BEGIN Selected excerpt

Mathura Refinery
- Location: Mathura, Uttar Pradesh, India; 27°22′41.9″N 77°41′11.2″E﻿ / ﻿27.378306°N 77.686444°E;

Refinery details
- Owner: Indian Oil Corporation Limited
- Opened: January 19, 1982
- Capacity: 8 MMTPA

= Mathura Refinery =

Oil refinery in Uttar Pradesh, India

The Mathura Refinery, owned by Indian Oil Corporation, is the sixth oil refinery of IndianOil located in Mathura, Uttar Pradesh, India. The refinery processes low sulphur crude from Bombay High, imported low sulphur crude from Nigeria, and high sulphur crude from the Middle East. Originally designed for a processing capacity of 6.0 million tonnes per year, it was expanded to 7.5 million tonnes in 1989 through debottlenecking and the addition of a DHDS unit, and now processes 8.0 million tonnes annually. The refinery received the "Best of All" Rajiv Gandhi National Quality Award in 1998 and began producing BS VI standard fuels for the Delhi NCR ahead of the April 2020 mandate. On 12 November 2024, a fire and explosion in the Atmospheric Vacuum Unit during start‑up injured eight personnel but was quickly extinguished with minimal impact on overall operations.

==History==
The refinery, which cost Rs.253.92 crores to build, was commissioned on 19 January 1982. Construction began on the refinery in October 1972. The foundation stone was laid by Indira Gandhi, the former prime minister of India. The FCCU and Sulphur Recovery Units were commissioned in January 1983. The refinery was commissioned with a refining capacity of 6.0 million tonnes per year and the refining capacity of this refinery was expanded to 7.5 million tonnes per year in 1989 by debottlenecking and revamping. A DHDS Unit was commissioned in 1989 for production of HSD with low sulphur content of 0.25% wt. (max.). The present refining capacity of this refinery is 8.00 million tonnes per year.

END Selected excerpt
BEGIN Data extracts

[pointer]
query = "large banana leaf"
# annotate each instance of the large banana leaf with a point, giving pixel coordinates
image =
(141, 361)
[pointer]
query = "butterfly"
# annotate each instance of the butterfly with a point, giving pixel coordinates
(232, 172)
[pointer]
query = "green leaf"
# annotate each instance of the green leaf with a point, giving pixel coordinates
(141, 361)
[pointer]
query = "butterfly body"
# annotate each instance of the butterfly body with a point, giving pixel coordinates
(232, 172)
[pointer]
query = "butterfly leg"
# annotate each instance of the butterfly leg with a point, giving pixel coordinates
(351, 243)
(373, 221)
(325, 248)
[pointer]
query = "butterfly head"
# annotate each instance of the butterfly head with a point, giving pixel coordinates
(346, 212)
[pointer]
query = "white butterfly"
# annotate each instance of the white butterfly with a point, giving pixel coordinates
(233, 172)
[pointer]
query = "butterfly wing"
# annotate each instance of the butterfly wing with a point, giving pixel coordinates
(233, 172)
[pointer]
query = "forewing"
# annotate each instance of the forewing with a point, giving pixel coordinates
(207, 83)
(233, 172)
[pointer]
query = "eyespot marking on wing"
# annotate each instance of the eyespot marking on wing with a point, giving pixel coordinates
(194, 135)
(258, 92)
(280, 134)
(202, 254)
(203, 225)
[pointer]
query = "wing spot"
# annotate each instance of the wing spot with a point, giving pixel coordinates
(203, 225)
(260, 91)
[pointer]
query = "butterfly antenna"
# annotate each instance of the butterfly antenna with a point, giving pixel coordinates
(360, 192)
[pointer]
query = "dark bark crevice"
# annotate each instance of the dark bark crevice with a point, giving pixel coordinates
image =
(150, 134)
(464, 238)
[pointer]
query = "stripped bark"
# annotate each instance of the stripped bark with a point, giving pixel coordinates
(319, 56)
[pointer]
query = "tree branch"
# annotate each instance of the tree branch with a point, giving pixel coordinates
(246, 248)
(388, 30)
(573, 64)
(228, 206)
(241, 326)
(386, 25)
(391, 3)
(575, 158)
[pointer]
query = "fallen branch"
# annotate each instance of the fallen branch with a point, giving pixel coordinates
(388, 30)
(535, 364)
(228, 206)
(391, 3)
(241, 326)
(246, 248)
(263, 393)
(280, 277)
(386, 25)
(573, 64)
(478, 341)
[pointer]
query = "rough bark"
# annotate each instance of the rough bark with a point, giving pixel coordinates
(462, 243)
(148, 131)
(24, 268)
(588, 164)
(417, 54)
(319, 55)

END Data extracts

# [Work task 1]
Does each statement below agree with the Mathura Refinery article? Answer yes or no for each, and quote the article's deciding words exactly. (a) Construction of the refinery began in October 1972. (b) The foundation stone was laid by Rajiv Gandhi. (c) The fire in November 2024 injured ten personnel.
# [Work task 2]
According to the Mathura Refinery article, how much did the refinery cost to build?
# [Work task 3]
Write the next part of the Mathura Refinery article, picking up after its last sentence.
The listing can be left aside.

# [Exercise output 1]
(a) Yes: "Construction began on the refinery in October 1972."
(b) No: "The foundation stone was laid by Indira Gandhi, the former prime minister of India."
(c) No: "injured eight personnel"

# [Exercise output 2]
Rs.253.92 crores.

# [Exercise output 3]
In January 2009, the plant shut down for a period of time due to a strike. In 1998 the plant was awarded the "Best of all" Rajiv Gandhi National Quality Award. Presently Mathura Refinery is producing BS VI standard fuels and supplying to Delhi NCR. A corporate MyStamp of the refinery has also been published by the Postal Department for recognizing the contributions of the refinery towards environment conscience.

==Environmental issues==
It is located about 50 kilometers away from the Taj Mahal. It is currently asking the Indian government to allow an expansion, raising the capacity to 11 million tonnes. The refinery also wants to create a new garbage disposal site, which has garnered new outrage from environmental activists because the site will be located even closer to the Taj Mahal and Mathura. The Indian government hired a panel to examine the effects of the refinery on the Taj Mahal. The panel found that the air has high levels of suspended particulate matter, caused by factory emissions, dust, construction, and exhaust from automobiles. These are causing the Taj Mahal to change color.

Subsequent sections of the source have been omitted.